## start Extracted text

State v. David Tracy
130 A.3d 196
Vt.2015Background
- Defendant and his daughter's basketball coach exchanged words after she did not play his daughter; confrontation occurred in a brightly lit school parking lot.
- Defendant increasingly used profanity, called the coach a 'bitch,' and verbally pressed for his daughter to be played; he also made a faux physical gesture and slammed the car door.
- The coach testified the exchange lasted four to five minutes, with the confrontation in close proximity and escalating in intensity.
- State charged defendant with two misdemeanors: simple assault by physical menace and disorderly conduct under abusive language; an alternate charge of disorderly conduct by threatening behavior was later added.
- The trial court found defendant guilty of abusive-language disorderly conduct under § 1026(a)(3), basing the decision on a narrowed concept of 'fighting words' after Read, and acquitted the threats-based count.
Issues
| Issue | Plaintiff's Argument | Defendant's Argument | Held |
|---|---|---|---|
| Whether § 1026(a)(3) as narrowed is unconstitutional on its face or as applied | Tracy argues the provision chills protected speech and is overbroad | Tracy argues the abusive-language prong should be limited to fighting words and thus unconstitutional as applied | Conviction reversed; words not within the narrow fighting-words category |
| Whether the speech here qualifies as fighting words under Read and Vermont precedent | State contends words became fighting words in context | Tracy contends the words do not rise to fighting words in context | Speech not within the narrow fighting-words category; cannot sustain conviction |
Key Cases Cited
- Chaplinsky v. New Hampshire, 315 U.S. 568 (1942) (establishes fighting-words doctrine; not protected)

## end Extracted text
## start Supplied records

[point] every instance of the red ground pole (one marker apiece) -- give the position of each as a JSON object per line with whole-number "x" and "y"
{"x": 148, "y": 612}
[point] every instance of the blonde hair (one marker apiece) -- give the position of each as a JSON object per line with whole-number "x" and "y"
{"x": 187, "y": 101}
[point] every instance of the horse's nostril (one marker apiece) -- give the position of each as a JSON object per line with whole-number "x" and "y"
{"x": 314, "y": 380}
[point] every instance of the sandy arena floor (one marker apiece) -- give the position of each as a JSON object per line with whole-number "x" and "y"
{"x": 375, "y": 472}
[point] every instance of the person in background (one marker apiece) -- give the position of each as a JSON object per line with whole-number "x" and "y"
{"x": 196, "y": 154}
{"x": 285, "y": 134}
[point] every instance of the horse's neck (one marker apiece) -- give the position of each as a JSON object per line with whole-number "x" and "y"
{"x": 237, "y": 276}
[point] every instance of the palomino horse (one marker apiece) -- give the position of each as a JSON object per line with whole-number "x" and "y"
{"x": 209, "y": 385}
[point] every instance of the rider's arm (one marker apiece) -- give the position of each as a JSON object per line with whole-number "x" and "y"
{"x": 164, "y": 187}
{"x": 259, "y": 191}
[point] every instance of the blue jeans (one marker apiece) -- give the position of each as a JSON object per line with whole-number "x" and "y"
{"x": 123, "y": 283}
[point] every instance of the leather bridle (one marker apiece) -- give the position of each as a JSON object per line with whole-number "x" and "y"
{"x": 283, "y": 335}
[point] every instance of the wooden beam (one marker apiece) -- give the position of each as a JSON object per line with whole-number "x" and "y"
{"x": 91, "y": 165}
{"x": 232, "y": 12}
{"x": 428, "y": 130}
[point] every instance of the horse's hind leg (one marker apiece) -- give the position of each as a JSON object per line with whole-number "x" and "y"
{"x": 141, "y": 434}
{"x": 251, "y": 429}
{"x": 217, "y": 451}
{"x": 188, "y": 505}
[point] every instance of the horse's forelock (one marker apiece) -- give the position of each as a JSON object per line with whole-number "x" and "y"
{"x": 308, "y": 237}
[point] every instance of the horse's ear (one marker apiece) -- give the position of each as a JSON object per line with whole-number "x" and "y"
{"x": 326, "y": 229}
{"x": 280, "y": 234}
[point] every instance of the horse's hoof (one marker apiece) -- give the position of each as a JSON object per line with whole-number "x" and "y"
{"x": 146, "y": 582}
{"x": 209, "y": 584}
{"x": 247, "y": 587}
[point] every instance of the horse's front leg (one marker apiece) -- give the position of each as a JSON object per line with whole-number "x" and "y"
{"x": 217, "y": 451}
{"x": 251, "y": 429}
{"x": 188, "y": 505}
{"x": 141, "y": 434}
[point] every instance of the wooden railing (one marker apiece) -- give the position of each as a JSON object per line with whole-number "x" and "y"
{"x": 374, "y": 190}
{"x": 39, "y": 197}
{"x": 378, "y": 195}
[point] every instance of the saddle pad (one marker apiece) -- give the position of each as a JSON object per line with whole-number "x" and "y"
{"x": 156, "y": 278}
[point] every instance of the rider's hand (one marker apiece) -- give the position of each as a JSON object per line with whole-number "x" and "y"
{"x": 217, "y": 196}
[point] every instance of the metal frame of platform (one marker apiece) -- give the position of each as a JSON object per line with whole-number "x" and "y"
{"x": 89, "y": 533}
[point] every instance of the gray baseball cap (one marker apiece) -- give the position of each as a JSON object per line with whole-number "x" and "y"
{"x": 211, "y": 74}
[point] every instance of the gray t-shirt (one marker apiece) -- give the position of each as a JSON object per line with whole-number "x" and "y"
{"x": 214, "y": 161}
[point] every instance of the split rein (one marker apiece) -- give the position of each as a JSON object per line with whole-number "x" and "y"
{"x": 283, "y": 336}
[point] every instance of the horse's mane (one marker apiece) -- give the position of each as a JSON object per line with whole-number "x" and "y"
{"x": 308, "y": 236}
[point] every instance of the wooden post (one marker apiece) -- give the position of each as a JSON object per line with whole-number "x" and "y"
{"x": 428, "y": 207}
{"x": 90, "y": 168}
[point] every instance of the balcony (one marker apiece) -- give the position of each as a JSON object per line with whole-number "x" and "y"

## end Supplied records

▶ Challenges
a) Update the State v. David Tracy summary by writing out everything from "State v. David" down to "was later added.", with "coach" changed to "instructor".
b) Name every charge the State brought against the defendant, according to the State v. David Tracy summary.
c) Continue the State v. David Tracy summary from the point where it stops.
The entries have no connection to the State v. David Tracy summary.

▶ Answer list
a)
State v. David Tracy
130 A.3d 196
Vt.2015Background
- Defendant and his daughter's basketball instructor exchanged words after she did not play his daughter; confrontation occurred in a brightly lit school parking lot.
- Defendant increasingly used profanity, called the instructor a 'bitch,' and verbally pressed for his daughter to be played; he also made a faux physical gesture and slammed the car door.
- The instructor testified the exchange lasted four to five minutes, with the confrontation in close proximity and escalating in intensity.
- State charged defendant with two misdemeanors: simple assault by physical menace and disorderly conduct under abusive language; an alternate charge of disorderly conduct by threatening behavior was later added.

b)
- Simple assault by physical menace
- Disorderly conduct under abusive language
- Disorderly conduct by threatening behavior (added later as an alternate charge)

c)
- Cohen v. California, 403 U.S. 15 (1971) (public display of vulgar language not directed to hearer may not be fighting words)
- Texas v. Johnson, 491 U.S. 397 (1989) (fighting-words analysis requires context; not all provocative speech is unprotected)
- Gooding v. Wilson, 405 U.S. 518 (1972) (overbreadth of abusive-language statutes; requires context-specific limits)
- R.A.V. v. City of St. Paul, 505 U.S. 377 (1992) (content-based restrictions invalid when targeting viewpoint or class of speech)
- Connick v. Myers, 461 U.S. 138 (1983) (First Amendment speech protection extends beyond public concerns)
- Snyder v. Phelps, 562 U.S. 443 (2011) (highly provocative speech protected if not inciting imminent violence)
- State v. Read, 165 Vt. 141 (1996) ( Vermont construes abusive-language to target fighting-words; requires imminent breach of peace)
- State v. Colby, 2009 VT 28 (2009) (narrowing of disorderly-conduct provisions to avoid overbreadth)
- State v. Allcock, 2004 VT 52 (2004) (fighting-words analysis applied to abusive-language conviction in context)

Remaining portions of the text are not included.